**OBJECTIVE**:
How many lines in the rows below contain the word "truck"? Reply with the number alone.

* Begin MATERIAL FOR THE TASK *

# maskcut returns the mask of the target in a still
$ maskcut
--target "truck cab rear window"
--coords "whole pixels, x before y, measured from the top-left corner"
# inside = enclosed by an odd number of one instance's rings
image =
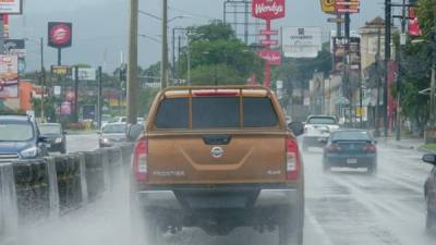
[[[186,98],[165,99],[156,114],[156,126],[158,128],[187,128],[190,121],[187,108]]]
[[[269,98],[243,98],[243,111],[239,97],[194,97],[192,99],[192,127],[239,128],[241,113],[244,127],[272,127],[278,125],[276,110]],[[167,98],[156,115],[158,128],[187,128],[189,99]]]

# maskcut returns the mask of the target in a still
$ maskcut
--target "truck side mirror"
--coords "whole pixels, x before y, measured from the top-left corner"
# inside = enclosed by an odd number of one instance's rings
[[[296,137],[304,134],[304,125],[301,122],[291,122],[288,124],[288,127]]]
[[[130,142],[136,142],[144,131],[144,126],[141,124],[129,124],[125,132],[125,136]]]

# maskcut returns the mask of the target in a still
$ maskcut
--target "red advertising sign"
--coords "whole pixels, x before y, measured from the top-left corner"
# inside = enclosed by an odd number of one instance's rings
[[[72,24],[62,22],[48,23],[48,46],[68,48],[72,44]]]
[[[278,36],[279,30],[278,29],[261,29],[259,34],[262,36]]]
[[[261,45],[274,46],[274,45],[279,45],[279,41],[278,40],[261,40]]]
[[[61,114],[62,115],[69,115],[69,114],[71,114],[71,111],[72,111],[71,102],[64,101],[61,103]]]
[[[253,0],[253,17],[275,20],[284,17],[284,0]]]
[[[258,52],[258,56],[271,65],[280,65],[281,63],[281,53],[279,51],[263,50]]]
[[[361,8],[360,0],[338,0],[335,2],[335,12],[336,13],[359,13]]]
[[[415,9],[411,8],[409,11],[409,34],[410,36],[422,36],[422,29],[417,20]]]

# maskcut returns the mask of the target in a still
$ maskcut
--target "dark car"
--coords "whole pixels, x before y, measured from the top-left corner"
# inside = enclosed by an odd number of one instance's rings
[[[331,133],[324,147],[323,169],[329,172],[332,167],[366,168],[368,173],[376,173],[376,140],[363,130],[340,130]]]
[[[27,115],[0,115],[0,163],[48,156],[35,121]]]
[[[66,138],[62,130],[62,125],[59,123],[43,123],[39,125],[39,131],[43,136],[47,137],[47,147],[52,152],[66,152]]]
[[[425,200],[427,204],[426,228],[436,229],[436,155],[425,155],[423,161],[434,166],[424,185]]]
[[[113,147],[125,143],[126,123],[107,123],[102,128],[98,139],[100,148]]]

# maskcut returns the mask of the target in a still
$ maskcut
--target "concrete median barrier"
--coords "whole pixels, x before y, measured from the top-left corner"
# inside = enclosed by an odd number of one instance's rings
[[[132,151],[133,144],[128,144],[0,164],[0,244],[21,224],[57,218],[110,191]]]
[[[14,237],[19,225],[15,180],[12,163],[0,164],[0,244]]]

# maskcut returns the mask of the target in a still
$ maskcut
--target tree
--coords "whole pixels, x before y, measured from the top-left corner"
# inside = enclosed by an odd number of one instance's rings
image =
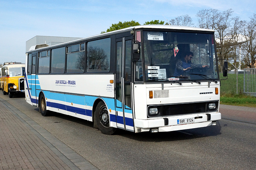
[[[252,68],[254,67],[256,60],[256,14],[254,14],[250,19],[250,21],[244,25],[243,33],[246,41],[242,47],[245,51],[244,62]]]
[[[244,43],[242,39],[242,28],[244,22],[240,20],[239,18],[236,17],[233,19],[234,23],[231,28],[231,37],[230,49],[231,50],[231,57],[234,60],[234,64],[236,68],[238,66],[237,64],[237,59],[238,55],[237,52],[241,49],[241,44]],[[240,53],[238,52],[238,53]]]
[[[212,14],[214,10],[202,10],[196,14],[199,27],[207,29],[213,29],[212,22],[211,21]]]
[[[169,22],[172,25],[190,26],[194,25],[191,18],[188,15],[176,17],[175,19],[173,19],[170,20]]]
[[[123,28],[125,28],[133,26],[139,25],[140,23],[136,22],[135,21],[132,20],[131,21],[124,21],[122,23],[119,21],[118,23],[114,23],[112,24],[112,26],[107,29],[106,31],[102,31],[101,33],[105,33],[108,32],[112,31],[117,30]]]
[[[161,21],[159,22],[159,20],[155,20],[154,21],[151,21],[147,22],[145,22],[144,25],[164,25],[164,21]]]
[[[214,9],[202,10],[197,13],[198,25],[202,28],[212,29],[215,31],[216,48],[218,50],[219,58],[228,59],[230,56],[230,41],[226,41],[232,37],[232,22],[234,20],[231,18],[233,11],[229,9],[222,12]],[[223,61],[220,60],[221,65]],[[220,67],[222,68],[222,67]]]

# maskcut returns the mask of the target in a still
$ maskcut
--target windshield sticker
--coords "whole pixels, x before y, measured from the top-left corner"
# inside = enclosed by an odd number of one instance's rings
[[[148,77],[158,77],[159,66],[148,66]]]
[[[175,48],[173,49],[173,51],[174,52],[174,57],[176,57],[176,55],[178,53],[178,52],[179,52],[179,49],[178,48],[178,47],[176,47]]]
[[[175,77],[170,77],[169,78],[169,81],[178,81],[180,78],[175,78]]]
[[[164,40],[163,34],[160,33],[148,33],[148,40]]]
[[[159,66],[148,66],[148,77],[158,77],[159,79],[166,78],[165,68],[160,69]]]
[[[158,78],[159,79],[166,79],[166,71],[165,68],[158,69]]]

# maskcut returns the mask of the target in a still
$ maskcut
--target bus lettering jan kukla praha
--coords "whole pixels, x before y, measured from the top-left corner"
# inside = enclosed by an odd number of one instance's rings
[[[43,116],[92,121],[105,134],[215,125],[216,51],[214,31],[167,25],[38,45],[26,53],[26,99]]]

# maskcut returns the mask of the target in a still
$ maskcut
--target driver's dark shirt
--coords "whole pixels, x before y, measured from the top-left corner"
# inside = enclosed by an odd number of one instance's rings
[[[182,74],[184,74],[186,72],[189,71],[189,70],[186,71],[183,70],[184,68],[186,68],[188,67],[191,67],[192,68],[202,68],[202,65],[201,64],[194,64],[191,62],[187,63],[184,59],[182,61],[178,60],[177,61],[177,63],[176,63],[176,66],[175,67],[175,70],[173,76],[178,76],[182,75]]]

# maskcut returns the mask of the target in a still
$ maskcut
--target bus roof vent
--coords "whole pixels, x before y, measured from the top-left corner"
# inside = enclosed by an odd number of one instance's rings
[[[36,50],[36,49],[40,49],[41,48],[45,47],[48,46],[49,46],[49,45],[46,44],[38,44],[31,46],[28,51],[30,51],[31,50]]]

* End MATERIAL FOR THE TASK *

**TASK SOLUTION**:
2